--- START Reading passage ---

Coverage Guidelines:

  • 80% overall coverage: Good target for most projects
  • 100% for critical paths: Payment, auth, security logic
  • Exclude boilerplate: __repr__, type checking, debug code
  • Branch coverage: More valuable than line coverage
  • Don't game metrics: Tests should verify behavior, not boost numbers

Branch Coverage

# Line coverage: 100%, but missing edge case!
def process_payment(amount: float, currency: str) -> bool:
    if currency == "USD":  # Line covered
        return charge_usd(amount)  # Line covered
    return charge_other(amount, currency)  # Line not covered!

def test_process_payment():
    result = process_payment(100.0, "USD")
    assert result is True
# Line coverage: 3/3 = 100% ✓
# Branch coverage: 1/2 = 50% ✗

# ✅ CORRECT: Test both branches
def test_process_payment_usd():
    result = process_payment(100.0, "USD")
    assert result is True

def test_process_payment_other():
    result = process_payment(100.0, "EUR")
    assert result is True
# Line coverage: 3/3 = 100% ✓
# Branch coverage: 2/2 = 100% ✓

Why this matters: Branch coverage catches untested code paths. Line coverage can show 100% while missing edge cases.

--- END Reading passage ---

Requests
(1) According to the coverage guidelines, why does branch coverage matter? Answer in one to three sentences.
(2) Decide whether each statement agrees with the coverage guidelines: (a) 80% overall coverage is a good target for most projects; (b) line coverage is more valuable than branch coverage; (c) the corrected tests call the payment function with the currency "EUR". For each statement, give yes or no and quote the deciding words.

--- START Extracted material ---

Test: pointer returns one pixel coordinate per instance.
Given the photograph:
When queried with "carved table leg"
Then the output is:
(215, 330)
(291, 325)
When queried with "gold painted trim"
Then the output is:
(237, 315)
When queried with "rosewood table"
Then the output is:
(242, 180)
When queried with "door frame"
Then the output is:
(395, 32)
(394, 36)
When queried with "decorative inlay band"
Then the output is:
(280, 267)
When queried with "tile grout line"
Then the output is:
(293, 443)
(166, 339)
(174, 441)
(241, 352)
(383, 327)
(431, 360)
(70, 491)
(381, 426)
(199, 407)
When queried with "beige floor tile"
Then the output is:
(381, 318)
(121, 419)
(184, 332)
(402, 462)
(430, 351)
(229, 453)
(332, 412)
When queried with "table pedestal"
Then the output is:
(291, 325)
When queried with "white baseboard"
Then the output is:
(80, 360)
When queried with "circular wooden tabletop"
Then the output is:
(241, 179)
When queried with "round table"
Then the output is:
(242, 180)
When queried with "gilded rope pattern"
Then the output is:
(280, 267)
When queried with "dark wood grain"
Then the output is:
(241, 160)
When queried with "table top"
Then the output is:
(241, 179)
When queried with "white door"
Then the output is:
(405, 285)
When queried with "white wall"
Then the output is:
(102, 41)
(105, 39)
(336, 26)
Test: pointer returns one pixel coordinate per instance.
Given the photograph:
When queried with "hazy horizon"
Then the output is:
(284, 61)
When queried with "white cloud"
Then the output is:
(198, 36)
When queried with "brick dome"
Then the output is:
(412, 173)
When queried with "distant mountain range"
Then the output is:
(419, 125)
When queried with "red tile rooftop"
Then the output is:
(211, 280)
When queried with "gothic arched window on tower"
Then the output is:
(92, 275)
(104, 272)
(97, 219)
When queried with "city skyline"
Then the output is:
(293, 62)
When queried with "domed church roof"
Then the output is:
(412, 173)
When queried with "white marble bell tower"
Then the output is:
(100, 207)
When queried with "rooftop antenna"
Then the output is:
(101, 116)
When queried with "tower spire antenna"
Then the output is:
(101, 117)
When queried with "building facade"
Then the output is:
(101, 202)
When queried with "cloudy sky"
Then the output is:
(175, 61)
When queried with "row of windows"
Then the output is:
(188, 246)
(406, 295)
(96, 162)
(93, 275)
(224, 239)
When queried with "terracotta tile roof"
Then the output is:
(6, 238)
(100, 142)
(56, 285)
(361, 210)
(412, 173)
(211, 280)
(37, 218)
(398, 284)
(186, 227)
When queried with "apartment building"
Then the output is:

--- END Extracted material ---

Solutions to the exercise
(1) Branch coverage matters because it catches untested code paths. Line coverage can show 100% while still missing edge cases.

(2)
(a) Yes: "80% overall coverage: Good target for most projects"
(b) No: "Branch coverage: More valuable than line coverage"
(c) Yes: "result = process_payment(100.0, "EUR")"